ENTRIES SHOWN.
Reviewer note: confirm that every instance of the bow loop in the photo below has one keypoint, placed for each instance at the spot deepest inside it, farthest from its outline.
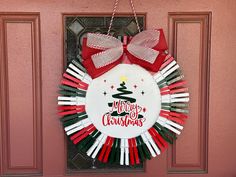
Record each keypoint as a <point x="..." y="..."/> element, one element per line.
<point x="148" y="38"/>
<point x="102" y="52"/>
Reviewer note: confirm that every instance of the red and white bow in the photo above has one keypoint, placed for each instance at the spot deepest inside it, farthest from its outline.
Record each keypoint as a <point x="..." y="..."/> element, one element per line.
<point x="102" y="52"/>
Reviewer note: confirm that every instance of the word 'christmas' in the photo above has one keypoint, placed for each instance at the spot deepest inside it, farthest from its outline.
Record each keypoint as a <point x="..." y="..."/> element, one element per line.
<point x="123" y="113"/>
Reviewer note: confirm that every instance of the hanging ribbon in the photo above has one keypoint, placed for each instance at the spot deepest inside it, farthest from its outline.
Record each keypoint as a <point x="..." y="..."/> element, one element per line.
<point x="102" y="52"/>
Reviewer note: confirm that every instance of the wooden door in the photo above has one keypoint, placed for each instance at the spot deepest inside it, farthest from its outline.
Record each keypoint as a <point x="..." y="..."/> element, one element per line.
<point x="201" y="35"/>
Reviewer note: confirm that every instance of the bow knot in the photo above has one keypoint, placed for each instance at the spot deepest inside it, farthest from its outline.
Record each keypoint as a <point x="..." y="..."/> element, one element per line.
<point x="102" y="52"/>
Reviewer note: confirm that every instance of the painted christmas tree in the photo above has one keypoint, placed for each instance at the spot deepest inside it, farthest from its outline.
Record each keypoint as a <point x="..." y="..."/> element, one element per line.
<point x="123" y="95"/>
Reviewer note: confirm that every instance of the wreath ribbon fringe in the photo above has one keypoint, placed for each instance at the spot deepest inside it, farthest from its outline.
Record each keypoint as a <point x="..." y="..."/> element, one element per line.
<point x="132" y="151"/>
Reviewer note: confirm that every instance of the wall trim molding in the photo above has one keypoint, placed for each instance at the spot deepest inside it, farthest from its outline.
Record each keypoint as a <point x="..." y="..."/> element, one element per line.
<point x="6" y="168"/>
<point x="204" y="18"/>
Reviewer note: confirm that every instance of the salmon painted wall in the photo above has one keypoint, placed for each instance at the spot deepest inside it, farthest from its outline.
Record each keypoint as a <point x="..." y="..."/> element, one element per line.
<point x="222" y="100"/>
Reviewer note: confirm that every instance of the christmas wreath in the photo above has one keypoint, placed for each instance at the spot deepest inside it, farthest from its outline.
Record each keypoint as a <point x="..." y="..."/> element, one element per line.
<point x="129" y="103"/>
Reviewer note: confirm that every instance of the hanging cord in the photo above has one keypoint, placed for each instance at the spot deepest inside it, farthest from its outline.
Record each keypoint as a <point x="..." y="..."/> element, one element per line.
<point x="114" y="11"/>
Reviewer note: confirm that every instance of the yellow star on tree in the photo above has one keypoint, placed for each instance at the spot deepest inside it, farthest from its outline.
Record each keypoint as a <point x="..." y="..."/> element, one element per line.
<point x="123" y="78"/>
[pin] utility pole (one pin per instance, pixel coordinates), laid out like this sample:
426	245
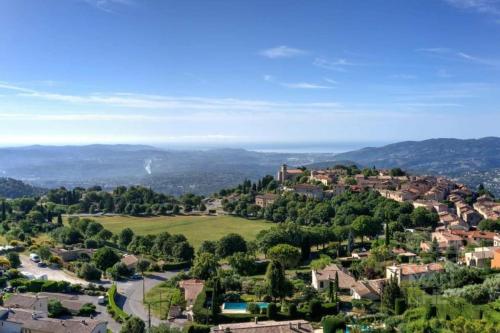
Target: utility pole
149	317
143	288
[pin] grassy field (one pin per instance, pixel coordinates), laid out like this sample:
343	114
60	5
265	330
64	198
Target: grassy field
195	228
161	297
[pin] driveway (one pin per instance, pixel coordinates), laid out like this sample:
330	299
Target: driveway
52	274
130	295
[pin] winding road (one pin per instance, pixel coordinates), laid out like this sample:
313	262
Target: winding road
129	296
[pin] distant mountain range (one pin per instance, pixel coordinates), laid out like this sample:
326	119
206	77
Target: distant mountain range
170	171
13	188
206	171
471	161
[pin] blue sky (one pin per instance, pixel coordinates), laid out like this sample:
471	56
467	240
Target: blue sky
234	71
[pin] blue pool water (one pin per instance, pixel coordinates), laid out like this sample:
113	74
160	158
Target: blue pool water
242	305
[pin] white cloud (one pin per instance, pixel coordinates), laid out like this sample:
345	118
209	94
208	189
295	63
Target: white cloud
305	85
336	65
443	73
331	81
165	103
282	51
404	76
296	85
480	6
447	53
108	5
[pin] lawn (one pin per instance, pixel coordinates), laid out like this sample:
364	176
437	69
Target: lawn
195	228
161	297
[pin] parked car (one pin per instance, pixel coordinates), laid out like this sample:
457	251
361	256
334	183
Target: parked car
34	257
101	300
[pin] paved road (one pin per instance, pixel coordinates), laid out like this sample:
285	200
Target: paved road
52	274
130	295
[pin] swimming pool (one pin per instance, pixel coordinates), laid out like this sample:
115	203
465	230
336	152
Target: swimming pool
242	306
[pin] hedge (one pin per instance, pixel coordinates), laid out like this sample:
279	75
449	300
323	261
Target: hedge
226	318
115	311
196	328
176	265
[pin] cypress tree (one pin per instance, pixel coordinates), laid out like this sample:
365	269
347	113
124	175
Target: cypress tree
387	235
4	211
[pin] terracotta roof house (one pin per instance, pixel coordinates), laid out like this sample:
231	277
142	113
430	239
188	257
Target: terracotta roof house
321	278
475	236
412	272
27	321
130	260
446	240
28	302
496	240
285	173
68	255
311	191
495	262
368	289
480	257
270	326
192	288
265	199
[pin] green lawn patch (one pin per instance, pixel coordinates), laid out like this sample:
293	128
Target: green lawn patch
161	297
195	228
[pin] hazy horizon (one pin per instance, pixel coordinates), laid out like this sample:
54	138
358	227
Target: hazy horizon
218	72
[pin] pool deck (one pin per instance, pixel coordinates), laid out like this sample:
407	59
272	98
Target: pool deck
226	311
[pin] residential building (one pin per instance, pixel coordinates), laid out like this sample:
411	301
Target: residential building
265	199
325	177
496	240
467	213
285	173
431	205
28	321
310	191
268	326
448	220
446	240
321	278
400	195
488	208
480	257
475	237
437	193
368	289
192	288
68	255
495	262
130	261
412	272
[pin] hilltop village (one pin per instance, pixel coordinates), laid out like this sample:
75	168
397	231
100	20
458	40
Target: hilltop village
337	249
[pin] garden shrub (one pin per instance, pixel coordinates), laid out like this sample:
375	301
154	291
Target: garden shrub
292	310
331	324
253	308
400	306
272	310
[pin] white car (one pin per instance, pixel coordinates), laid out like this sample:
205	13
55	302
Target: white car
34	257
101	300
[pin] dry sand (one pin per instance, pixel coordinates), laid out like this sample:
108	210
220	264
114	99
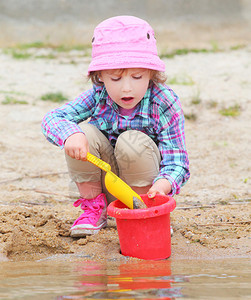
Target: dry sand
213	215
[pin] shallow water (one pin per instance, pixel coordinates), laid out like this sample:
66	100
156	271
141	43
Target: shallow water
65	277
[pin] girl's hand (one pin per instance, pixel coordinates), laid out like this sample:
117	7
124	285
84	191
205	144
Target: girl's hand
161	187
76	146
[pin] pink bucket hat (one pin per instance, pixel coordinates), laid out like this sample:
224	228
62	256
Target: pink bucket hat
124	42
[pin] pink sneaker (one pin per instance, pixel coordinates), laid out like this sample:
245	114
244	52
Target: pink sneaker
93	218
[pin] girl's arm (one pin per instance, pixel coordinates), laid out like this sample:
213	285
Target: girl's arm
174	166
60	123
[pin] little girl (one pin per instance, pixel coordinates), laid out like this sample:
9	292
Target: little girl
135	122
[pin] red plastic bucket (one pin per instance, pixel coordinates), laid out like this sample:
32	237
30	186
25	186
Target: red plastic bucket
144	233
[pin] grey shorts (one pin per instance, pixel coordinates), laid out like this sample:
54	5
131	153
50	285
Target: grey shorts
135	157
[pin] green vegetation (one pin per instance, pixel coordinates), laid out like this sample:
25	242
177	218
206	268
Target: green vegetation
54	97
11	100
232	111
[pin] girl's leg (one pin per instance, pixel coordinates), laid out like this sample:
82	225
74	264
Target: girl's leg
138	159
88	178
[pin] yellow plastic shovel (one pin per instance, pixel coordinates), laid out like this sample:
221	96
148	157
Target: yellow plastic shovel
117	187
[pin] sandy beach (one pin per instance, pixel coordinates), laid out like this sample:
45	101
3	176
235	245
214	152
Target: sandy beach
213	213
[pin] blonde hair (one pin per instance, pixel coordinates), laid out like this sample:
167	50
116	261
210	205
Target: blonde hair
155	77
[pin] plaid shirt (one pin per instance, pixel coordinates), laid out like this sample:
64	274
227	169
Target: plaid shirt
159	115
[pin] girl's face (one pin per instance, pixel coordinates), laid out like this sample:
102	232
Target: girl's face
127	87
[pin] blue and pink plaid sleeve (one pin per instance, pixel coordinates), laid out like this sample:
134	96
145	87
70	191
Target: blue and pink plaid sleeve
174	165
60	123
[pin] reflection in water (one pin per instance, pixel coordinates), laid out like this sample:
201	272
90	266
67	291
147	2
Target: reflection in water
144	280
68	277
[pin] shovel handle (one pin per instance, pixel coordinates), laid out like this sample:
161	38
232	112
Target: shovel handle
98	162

WHAT TO PRODUCE. For the word "wreath", how many lines in the records above contain it? Answer with the number and nothing else.

FINISHED EXERCISE. 2